Could you quote, exactly as they stand, the lines running from the one with "Where can the steering wheel spoke" to the final line of the material?
%%
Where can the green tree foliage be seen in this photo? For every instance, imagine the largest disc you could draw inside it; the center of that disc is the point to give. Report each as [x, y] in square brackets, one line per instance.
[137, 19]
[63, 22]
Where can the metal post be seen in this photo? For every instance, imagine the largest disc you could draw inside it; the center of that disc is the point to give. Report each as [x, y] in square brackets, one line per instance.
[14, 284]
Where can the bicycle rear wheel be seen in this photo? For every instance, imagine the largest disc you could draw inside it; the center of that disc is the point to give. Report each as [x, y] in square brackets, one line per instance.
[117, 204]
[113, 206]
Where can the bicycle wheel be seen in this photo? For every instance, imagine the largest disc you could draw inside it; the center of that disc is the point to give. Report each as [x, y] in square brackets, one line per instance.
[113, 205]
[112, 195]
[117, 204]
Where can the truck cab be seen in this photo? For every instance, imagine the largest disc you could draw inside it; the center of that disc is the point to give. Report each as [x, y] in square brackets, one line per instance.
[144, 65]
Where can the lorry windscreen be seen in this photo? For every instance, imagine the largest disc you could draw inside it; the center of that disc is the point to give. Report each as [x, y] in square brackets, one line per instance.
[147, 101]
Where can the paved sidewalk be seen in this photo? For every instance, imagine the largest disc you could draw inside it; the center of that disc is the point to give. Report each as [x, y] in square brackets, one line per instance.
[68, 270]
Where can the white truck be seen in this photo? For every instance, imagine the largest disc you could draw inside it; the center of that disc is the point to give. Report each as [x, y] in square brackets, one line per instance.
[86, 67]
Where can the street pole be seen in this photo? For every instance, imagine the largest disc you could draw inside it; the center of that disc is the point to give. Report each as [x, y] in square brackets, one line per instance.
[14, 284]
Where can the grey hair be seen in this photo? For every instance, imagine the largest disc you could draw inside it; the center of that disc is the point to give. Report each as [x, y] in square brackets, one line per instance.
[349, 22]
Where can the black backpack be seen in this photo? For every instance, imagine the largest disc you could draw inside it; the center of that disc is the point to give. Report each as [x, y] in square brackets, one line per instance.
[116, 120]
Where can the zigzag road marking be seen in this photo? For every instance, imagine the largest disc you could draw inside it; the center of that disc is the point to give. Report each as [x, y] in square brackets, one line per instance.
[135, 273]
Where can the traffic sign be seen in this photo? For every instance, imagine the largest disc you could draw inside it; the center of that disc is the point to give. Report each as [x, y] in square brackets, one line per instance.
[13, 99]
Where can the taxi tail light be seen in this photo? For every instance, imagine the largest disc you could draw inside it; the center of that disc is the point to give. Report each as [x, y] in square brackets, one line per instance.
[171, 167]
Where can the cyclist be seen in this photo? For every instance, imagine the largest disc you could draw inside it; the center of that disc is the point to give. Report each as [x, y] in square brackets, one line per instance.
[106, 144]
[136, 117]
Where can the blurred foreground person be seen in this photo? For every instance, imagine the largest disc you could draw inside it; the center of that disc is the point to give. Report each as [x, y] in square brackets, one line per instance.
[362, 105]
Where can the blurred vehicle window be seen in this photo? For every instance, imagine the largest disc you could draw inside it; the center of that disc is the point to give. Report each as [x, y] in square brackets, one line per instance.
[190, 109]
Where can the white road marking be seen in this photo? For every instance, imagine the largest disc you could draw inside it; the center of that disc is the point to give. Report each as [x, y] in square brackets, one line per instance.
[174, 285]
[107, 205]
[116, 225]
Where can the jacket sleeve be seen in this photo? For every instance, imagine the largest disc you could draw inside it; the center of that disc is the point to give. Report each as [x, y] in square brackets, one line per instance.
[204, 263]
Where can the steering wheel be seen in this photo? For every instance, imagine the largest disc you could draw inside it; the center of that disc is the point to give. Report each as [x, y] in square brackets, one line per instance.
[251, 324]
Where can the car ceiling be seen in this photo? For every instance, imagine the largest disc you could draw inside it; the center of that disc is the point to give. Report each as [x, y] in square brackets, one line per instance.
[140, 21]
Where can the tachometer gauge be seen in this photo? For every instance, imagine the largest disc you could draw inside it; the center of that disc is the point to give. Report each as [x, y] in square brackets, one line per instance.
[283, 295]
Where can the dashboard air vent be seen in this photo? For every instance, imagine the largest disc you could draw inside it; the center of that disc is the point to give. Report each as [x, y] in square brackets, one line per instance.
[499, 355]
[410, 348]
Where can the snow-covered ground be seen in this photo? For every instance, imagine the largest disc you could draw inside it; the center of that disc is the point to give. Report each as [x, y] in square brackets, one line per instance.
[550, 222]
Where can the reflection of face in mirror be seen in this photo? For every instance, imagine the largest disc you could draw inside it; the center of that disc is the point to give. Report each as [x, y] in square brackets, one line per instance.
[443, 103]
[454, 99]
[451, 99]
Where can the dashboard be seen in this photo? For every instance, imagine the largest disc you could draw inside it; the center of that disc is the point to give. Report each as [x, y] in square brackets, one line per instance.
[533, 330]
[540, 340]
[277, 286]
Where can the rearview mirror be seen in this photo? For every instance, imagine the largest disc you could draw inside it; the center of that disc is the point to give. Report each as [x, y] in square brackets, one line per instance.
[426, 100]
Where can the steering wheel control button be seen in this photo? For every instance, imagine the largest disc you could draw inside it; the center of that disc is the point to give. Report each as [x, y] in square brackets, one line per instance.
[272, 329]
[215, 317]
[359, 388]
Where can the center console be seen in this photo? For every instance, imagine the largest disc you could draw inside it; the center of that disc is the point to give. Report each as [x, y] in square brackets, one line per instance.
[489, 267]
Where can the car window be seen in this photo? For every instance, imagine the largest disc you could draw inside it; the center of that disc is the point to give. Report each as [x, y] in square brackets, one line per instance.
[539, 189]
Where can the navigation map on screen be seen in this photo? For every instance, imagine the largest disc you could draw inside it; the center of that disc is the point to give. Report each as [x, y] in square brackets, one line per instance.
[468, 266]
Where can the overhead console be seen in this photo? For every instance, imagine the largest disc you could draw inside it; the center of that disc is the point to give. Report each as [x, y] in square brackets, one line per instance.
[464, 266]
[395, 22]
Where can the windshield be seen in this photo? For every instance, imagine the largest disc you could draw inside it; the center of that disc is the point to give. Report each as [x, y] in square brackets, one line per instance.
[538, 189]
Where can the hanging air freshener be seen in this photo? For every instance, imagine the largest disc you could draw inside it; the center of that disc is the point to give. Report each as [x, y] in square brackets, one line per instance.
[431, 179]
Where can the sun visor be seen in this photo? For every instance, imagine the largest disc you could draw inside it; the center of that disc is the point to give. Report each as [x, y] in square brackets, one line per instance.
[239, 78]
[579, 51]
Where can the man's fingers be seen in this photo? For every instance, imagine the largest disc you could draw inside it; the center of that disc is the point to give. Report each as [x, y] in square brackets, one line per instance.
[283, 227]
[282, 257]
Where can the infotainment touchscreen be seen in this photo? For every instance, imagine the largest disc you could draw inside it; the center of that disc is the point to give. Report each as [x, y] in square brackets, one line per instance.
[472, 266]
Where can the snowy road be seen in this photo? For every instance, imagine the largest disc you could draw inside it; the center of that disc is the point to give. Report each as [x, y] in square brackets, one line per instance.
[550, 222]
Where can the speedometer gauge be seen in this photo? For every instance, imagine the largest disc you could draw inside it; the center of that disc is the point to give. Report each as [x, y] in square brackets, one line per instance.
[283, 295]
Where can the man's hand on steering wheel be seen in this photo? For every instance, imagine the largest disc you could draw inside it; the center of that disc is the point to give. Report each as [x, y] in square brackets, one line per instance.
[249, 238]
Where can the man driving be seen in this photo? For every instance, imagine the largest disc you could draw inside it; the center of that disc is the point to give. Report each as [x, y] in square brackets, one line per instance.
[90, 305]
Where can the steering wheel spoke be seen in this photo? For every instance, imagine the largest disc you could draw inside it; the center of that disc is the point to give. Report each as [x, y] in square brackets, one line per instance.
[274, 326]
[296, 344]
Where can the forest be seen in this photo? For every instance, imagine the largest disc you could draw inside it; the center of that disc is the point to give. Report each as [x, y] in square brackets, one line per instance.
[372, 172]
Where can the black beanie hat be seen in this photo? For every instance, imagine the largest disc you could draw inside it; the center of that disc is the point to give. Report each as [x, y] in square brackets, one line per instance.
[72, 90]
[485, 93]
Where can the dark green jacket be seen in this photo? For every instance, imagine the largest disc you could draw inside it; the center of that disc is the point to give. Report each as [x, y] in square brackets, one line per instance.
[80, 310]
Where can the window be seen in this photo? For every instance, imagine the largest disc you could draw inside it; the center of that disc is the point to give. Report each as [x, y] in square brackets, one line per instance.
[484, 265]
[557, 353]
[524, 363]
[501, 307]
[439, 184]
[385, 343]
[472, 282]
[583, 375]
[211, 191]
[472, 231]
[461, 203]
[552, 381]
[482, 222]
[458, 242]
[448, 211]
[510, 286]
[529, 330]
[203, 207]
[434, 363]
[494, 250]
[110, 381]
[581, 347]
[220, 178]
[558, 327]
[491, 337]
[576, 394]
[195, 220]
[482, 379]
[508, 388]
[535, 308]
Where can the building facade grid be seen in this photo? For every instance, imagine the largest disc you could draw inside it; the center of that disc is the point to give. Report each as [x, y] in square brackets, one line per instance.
%%
### EXERCISE OUTPUT
Where can the steering wheel spoke be seen in this photo? For every instance, imagine the largest disc you could draw inside it; the center of that disc is the point to give. Report each as [x, y] in square brackets, one line per instance.
[274, 326]
[296, 344]
Where can the forest be seen in this photo? For every instance, imagine the largest disc you could draw inside it; the center of that disc is the point to give. Report each as [x, y] in square brackets, one line per instance.
[372, 172]
Where can the black beanie hat be seen in this photo? For every instance, imagine the largest disc you could draw inside it; the center of that disc is the point to give. Report each as [x, y] in square brackets, one line per instance.
[72, 90]
[485, 93]
Where can the dark green jacket be seen in this photo? For every instance, imagine the largest disc you could draw inside it; the center of that disc is the point to give. Report each as [x, y] in square brackets, one line per instance.
[80, 310]
Where can the window be seen in this photo? For every instance, imagine the largest disc you could draw inside it; the center of that disc is the point to give. Report each as [x, y] in square brackets, one line per instance.
[484, 265]
[557, 353]
[524, 363]
[501, 307]
[439, 184]
[385, 343]
[472, 282]
[583, 375]
[211, 191]
[472, 231]
[461, 203]
[552, 381]
[482, 222]
[458, 242]
[448, 211]
[510, 286]
[529, 330]
[203, 207]
[434, 363]
[494, 250]
[110, 381]
[581, 347]
[220, 178]
[558, 327]
[491, 337]
[576, 394]
[195, 220]
[482, 379]
[508, 388]
[535, 308]
Where can the building facade grid be seen in this photo? For every instance, imagine the largest disc you could draw inside it; the center of that disc is the point to give. Report each as [x, y] in square brackets, one line per instance.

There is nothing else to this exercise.